## [OBJETIVO]
Reproduza sem alterações a parte do trecho selecionado que começa em "Porém, com certeza, o" e termina em "as mobilizações atuais.", incluindo essas palavras.
----- TRECHO SELECIONADO
A dificuldade dos Estados Unidos em lidar com a primavera árabe, e a crescente insatisfação com a política sionista mostrou como de fato existe uma crise de hegemonia do imperialismo norte-americano, mas que de forma alguma isto significa diluição do imperialismo. Pelo contrário, o silêncio dos Estados Unidos frente à repressão da Junta militar no Egito evidencia os interesses imperialistas sobre a região (como a manutenção do acordo de paz de Camp David com Israel).
Porém, com certeza, o maior desmentido autonomista é a tese do fim da classe operária. As fortes mobilizações na França, as greves gerais na Grécia, a fundamental importância da greve geral para a queda de Mubarak são exemplos do posicionamento estratégico que possui a classe operária para a revolução e do fato de que ela é o sujeito revolucionário decisivo para as vitórias das mobilizações.



O autonomismo e as mobilizações atuais.



De fato uma analogia muito presente atualmente é a identificação dos movimentos de juventude de hoje com o movimento “no global” e com as jornadas de Seattle do final dos anos noventa. Essa analogia mostra que ainda existe uma forte influência das ideias autonomistas entre a juventude que se levanta frente à crise econômica. Não por acaso, pensadores de muita expressão no movimento no global como Antonio Negri e Naomi Klein rapidamente tentaram influenciar o movimento dos indignados.
----------
----- DADOS APRESENTADOS
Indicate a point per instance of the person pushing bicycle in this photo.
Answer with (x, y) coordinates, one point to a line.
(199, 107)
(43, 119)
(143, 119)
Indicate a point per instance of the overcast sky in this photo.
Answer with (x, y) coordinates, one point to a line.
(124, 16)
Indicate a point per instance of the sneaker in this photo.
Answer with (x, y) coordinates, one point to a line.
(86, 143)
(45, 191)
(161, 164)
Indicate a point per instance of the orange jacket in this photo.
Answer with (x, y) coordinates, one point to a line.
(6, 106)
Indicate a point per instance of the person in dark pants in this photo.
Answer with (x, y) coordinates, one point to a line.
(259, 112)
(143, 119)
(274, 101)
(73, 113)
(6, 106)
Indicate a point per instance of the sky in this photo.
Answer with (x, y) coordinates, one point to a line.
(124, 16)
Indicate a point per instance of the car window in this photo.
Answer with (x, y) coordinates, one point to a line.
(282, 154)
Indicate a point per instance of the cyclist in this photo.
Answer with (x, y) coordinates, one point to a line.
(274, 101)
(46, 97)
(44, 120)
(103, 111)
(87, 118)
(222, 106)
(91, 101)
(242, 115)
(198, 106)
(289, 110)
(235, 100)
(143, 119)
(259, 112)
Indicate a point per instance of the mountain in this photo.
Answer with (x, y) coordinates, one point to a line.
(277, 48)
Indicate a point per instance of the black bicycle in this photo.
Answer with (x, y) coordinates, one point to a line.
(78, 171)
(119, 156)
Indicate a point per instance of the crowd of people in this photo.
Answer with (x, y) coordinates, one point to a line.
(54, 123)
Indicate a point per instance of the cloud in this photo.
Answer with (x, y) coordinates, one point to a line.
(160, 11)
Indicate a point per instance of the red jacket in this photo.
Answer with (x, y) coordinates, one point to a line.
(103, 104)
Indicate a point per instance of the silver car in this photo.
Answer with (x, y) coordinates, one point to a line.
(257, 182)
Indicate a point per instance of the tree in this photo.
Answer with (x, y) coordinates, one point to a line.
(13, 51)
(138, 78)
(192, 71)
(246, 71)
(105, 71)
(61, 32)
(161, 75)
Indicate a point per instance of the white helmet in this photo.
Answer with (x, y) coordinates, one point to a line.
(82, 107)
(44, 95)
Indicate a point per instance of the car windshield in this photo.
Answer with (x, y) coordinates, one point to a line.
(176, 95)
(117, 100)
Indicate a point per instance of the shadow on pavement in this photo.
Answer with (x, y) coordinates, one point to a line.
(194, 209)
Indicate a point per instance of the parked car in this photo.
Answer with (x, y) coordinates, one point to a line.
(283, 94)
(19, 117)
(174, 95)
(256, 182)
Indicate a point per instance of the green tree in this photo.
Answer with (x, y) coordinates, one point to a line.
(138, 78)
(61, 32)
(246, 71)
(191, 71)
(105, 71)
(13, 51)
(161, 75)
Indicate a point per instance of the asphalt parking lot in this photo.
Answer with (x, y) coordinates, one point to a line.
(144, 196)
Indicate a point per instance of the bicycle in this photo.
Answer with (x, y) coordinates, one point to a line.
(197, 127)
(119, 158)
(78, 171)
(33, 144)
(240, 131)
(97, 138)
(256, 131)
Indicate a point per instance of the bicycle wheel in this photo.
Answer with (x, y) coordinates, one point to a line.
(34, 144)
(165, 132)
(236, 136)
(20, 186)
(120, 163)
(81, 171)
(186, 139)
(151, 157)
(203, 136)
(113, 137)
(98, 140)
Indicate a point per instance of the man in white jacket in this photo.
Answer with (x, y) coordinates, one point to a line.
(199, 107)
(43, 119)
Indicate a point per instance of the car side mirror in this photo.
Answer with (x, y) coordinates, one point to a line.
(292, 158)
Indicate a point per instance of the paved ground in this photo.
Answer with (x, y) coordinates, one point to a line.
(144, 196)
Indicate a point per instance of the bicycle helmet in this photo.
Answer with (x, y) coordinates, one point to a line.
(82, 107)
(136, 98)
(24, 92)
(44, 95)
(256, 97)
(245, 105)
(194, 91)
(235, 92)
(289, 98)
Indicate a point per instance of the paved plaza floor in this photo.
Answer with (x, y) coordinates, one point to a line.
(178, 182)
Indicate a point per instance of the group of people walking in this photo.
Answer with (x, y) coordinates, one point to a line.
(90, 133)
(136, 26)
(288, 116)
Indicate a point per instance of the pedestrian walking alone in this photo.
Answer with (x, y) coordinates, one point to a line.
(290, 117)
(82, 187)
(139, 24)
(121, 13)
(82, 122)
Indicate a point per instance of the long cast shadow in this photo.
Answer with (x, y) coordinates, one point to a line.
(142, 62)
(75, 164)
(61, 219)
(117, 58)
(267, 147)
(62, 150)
----------
## [RESPOSTA DO EXERCÍCIO]
Porém, com certeza, o maior desmentido autonomista é a tese do fim da classe operária. As fortes mobilizações na França, as greves gerais na Grécia, a fundamental importância da greve geral para a queda de Mubarak são exemplos do posicionamento estratégico que possui a classe operária para a revolução e do fato de que ela é o sujeito revolucionário decisivo para as vitórias das mobilizações.



O autonomismo e as mobilizações atuais.